··· Passage provided ···

Turbo Esprit is a video game published by Durell Software in 1986 for the ZX Spectrum, Commodore 64, and Amstrad CPC. The game was very detailed and advanced for its time, featuring car indicator lights, pedestrians, traffic lights, and a view of the car's interior controls. Turbo Esprit was the first free-roaming driving game,[1] and has been cited as a major influence on the later Grand Theft Auto series.[2][3][4]

Gameplay

The object of the game is to prevent a gang of drug smugglers completing a delivery of heroin, by tracking down their cars and destroying them, or ramming them into submission. The player takes the role of a special agent driving the titular Lotus Esprit car, which had been used in a James Bond film a few years previously. The player must travel around one of four available cities looking for the criminals. Messages from HQ will flash up periodically giving the location of a target armoured car, which may then be tracked on the map. A courier car would then attempt to rendezvous with the armoured car to transfer the heroin, and the armoured car would then flee the city. Other courier cars would act as decoys.

··· Provided data ···

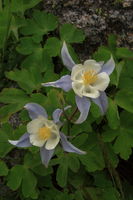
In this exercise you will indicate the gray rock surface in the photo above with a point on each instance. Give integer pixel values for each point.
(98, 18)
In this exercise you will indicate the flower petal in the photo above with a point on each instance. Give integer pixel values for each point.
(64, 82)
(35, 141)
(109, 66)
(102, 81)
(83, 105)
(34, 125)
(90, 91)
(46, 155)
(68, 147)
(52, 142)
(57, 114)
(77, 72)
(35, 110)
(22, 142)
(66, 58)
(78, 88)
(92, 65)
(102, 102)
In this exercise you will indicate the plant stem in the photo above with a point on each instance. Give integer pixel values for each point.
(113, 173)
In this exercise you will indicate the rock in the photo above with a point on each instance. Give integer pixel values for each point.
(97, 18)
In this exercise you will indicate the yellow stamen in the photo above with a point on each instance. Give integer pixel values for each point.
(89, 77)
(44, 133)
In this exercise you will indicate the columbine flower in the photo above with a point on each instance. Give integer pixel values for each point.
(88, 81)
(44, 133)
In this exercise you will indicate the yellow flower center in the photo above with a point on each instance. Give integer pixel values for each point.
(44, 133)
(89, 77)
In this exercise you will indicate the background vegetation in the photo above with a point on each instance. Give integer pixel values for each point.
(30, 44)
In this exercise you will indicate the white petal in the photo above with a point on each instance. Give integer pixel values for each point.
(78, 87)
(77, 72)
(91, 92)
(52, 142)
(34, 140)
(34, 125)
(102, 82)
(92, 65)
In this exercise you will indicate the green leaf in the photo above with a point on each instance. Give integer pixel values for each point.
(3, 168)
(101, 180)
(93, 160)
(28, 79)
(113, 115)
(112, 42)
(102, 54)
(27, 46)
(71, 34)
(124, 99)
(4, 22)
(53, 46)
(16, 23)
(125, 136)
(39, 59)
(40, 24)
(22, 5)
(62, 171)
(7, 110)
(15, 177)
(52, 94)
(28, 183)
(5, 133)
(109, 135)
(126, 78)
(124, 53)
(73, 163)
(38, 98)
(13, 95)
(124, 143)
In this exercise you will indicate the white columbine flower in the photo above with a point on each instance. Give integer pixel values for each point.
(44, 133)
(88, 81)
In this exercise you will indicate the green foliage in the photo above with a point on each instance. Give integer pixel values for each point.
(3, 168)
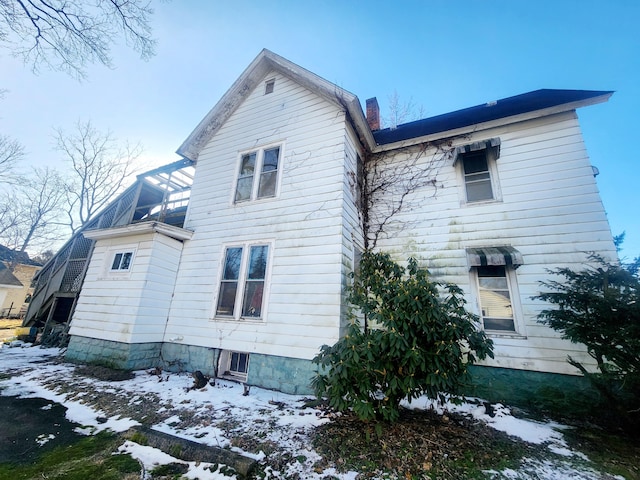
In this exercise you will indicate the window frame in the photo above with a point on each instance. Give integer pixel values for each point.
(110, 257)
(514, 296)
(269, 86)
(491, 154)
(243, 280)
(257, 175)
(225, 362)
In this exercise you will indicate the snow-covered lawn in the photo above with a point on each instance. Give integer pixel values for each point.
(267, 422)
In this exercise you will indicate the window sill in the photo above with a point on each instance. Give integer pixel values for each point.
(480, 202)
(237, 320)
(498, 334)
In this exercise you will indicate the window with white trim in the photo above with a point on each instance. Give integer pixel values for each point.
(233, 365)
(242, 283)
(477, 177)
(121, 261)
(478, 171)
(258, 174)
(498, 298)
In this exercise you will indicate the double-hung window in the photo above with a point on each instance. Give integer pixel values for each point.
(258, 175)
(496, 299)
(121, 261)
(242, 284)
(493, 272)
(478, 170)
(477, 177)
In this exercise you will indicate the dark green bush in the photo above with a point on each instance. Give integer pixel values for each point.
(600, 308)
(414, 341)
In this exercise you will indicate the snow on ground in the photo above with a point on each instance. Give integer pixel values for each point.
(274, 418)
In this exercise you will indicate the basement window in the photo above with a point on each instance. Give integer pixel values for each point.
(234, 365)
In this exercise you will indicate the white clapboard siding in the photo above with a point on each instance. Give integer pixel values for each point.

···

**Task instructions**.
1 > In the Turbo Esprit passage, which company published the game, and in what year?
2 > Please rewrite the entries as a numbered list, starting with the line containing "In this exercise you will indicate the dark" and continuing through the last line of the entries, leaving out any blank lines.
The entries have no connection to the Turbo Esprit passage.

**Results for the exercise**.
1 > Durell Software published it in 1986.

2 >
1. In this exercise you will indicate the dark green bush in the photo above with a point on each instance. Give integer pixel values for each point.
2. (600, 308)
3. (414, 341)
4. In this exercise you will indicate the snow on ground in the photo above with a point on each instance. Give integer pixel values for each point.
5. (274, 418)
6. In this exercise you will indicate the basement window in the photo above with a point on each instance. Give integer pixel values for each point.
7. (234, 365)
8. In this exercise you will indicate the white clapboard siding in the photo above with a point on each instance. Give integer pixel values for each point.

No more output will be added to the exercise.